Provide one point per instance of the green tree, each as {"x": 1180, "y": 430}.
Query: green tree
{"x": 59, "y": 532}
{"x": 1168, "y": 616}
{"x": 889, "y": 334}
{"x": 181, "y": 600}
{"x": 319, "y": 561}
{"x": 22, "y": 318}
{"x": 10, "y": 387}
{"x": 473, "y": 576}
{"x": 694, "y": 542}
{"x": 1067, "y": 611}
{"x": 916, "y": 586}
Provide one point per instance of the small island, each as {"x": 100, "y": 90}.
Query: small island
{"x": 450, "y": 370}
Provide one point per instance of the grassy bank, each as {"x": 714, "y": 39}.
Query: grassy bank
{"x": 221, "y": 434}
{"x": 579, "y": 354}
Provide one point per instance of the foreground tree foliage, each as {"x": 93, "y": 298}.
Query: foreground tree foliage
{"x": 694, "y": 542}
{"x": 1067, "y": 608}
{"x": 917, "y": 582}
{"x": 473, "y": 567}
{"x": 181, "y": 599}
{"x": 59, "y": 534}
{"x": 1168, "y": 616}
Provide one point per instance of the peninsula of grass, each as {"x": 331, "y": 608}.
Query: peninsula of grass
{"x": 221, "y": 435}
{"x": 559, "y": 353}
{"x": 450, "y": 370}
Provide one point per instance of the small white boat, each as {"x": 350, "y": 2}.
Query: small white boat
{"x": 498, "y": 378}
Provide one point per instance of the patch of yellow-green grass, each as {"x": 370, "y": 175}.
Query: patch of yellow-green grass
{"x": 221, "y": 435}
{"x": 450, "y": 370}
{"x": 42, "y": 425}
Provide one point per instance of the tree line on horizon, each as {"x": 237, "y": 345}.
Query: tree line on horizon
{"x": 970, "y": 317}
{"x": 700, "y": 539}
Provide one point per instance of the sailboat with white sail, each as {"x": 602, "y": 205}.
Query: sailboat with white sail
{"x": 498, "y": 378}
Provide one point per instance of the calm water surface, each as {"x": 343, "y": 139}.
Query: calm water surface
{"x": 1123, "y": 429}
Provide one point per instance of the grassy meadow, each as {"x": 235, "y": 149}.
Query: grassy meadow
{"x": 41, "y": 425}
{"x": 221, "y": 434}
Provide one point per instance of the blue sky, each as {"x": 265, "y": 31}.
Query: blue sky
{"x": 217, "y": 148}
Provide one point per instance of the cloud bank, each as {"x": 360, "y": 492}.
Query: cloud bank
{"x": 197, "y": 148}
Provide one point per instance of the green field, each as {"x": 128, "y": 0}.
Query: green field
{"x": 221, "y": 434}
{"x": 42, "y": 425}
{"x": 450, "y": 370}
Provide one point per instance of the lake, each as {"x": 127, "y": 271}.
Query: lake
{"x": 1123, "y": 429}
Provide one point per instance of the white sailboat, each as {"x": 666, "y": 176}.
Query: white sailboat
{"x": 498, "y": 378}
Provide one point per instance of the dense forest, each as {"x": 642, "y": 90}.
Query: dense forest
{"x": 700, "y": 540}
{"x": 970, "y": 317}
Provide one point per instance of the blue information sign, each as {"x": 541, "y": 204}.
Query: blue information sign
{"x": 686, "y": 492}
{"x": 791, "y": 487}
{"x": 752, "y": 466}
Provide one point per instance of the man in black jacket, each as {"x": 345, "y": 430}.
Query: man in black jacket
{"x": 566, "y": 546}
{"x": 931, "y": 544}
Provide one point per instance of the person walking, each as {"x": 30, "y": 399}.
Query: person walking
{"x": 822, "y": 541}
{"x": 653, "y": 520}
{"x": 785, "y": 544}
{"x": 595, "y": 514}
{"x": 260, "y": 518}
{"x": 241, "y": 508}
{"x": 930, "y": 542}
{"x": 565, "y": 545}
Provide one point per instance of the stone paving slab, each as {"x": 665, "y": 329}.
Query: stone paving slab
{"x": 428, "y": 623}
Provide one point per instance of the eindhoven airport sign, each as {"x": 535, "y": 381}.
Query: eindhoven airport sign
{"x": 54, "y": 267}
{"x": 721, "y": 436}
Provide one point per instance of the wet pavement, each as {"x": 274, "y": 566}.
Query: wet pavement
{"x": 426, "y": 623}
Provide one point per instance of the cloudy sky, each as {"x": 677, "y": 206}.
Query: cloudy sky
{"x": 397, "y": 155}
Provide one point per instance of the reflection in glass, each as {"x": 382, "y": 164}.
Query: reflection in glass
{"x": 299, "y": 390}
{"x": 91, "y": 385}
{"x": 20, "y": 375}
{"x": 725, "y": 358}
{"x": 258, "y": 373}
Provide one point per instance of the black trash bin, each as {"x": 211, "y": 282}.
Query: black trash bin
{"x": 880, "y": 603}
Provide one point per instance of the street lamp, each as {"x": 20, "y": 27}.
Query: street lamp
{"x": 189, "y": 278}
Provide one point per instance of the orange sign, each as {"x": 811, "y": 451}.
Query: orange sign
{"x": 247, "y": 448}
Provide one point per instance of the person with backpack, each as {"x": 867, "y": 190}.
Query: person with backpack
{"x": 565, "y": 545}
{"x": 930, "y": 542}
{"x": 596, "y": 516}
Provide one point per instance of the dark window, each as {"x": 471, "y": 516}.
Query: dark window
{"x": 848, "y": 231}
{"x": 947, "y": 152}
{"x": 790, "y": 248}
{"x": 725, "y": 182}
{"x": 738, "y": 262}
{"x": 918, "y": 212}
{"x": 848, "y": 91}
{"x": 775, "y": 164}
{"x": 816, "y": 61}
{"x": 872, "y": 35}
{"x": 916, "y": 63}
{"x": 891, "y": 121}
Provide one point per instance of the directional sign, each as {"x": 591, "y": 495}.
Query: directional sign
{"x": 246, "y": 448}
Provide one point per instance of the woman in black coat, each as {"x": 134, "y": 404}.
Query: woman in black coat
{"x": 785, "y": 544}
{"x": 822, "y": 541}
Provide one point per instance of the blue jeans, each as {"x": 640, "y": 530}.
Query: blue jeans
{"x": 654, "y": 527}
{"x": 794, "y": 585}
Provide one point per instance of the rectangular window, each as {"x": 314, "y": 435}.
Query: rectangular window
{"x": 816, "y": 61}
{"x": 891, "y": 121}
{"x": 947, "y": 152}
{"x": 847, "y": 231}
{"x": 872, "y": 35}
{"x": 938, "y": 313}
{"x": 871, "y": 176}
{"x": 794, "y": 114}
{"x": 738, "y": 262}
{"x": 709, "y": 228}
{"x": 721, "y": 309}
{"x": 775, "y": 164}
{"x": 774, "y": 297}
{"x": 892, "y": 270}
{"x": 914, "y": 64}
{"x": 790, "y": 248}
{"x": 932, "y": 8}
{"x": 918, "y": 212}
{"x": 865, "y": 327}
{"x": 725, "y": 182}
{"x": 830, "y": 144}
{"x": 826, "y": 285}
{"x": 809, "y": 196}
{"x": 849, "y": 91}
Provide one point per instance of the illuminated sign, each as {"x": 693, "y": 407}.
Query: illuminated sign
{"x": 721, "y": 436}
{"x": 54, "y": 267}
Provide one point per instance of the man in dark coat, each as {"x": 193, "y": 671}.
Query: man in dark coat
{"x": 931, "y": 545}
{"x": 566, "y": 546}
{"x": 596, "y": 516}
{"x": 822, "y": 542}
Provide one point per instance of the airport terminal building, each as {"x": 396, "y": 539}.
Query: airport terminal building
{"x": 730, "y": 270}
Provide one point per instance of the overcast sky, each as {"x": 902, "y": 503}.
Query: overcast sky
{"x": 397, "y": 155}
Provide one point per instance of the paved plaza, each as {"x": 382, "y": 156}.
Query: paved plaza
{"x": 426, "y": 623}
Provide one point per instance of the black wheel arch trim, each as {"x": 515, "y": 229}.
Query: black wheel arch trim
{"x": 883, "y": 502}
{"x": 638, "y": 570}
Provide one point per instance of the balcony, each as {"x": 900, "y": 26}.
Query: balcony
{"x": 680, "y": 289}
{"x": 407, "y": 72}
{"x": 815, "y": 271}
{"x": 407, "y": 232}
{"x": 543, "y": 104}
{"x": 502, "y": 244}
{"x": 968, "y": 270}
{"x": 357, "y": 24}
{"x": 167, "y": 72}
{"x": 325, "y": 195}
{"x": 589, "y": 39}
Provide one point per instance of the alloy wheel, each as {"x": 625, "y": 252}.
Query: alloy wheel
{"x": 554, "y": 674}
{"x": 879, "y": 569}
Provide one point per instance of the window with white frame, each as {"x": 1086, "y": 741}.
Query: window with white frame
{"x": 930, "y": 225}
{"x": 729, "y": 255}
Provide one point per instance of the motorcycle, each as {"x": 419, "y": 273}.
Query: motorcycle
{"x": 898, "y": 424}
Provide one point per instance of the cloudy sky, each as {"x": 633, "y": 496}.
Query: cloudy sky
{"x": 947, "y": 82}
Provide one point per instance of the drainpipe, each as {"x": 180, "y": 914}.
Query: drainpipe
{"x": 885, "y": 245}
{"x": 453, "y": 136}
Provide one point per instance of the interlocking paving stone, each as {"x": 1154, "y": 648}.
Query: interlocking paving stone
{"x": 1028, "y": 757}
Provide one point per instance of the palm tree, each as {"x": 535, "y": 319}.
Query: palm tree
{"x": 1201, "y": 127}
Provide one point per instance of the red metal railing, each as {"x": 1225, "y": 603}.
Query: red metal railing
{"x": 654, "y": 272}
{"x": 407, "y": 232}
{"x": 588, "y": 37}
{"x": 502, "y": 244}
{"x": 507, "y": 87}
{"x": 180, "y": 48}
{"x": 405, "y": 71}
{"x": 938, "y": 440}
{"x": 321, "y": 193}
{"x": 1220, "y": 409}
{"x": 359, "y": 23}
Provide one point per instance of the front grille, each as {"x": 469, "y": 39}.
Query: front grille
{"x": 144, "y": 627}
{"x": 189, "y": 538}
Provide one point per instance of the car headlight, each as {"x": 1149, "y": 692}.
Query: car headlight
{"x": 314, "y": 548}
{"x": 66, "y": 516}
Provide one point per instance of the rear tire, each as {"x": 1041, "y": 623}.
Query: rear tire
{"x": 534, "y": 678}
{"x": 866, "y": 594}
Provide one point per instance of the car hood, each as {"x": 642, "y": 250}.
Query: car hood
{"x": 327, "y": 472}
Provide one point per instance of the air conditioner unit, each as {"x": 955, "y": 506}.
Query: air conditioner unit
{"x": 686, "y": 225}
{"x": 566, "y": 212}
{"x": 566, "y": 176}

+++++

What you have to do: Reproduce the records from the line containing "Provide one point per instance of the rear" through the end, substituting "vehicle hood" for every occurrence of "car hood" and leaving everything else unchanged.

Full output:
Provide one point per instance of the rear tire, each as {"x": 1041, "y": 623}.
Query: rear tire
{"x": 534, "y": 678}
{"x": 866, "y": 594}
Provide one point per instance of the vehicle hood, each as {"x": 642, "y": 250}.
Query: vehicle hood
{"x": 327, "y": 472}
Provide one point per instance of the air conditioner unit, each as {"x": 955, "y": 506}.
Query: air conditioner unit
{"x": 686, "y": 225}
{"x": 566, "y": 212}
{"x": 566, "y": 176}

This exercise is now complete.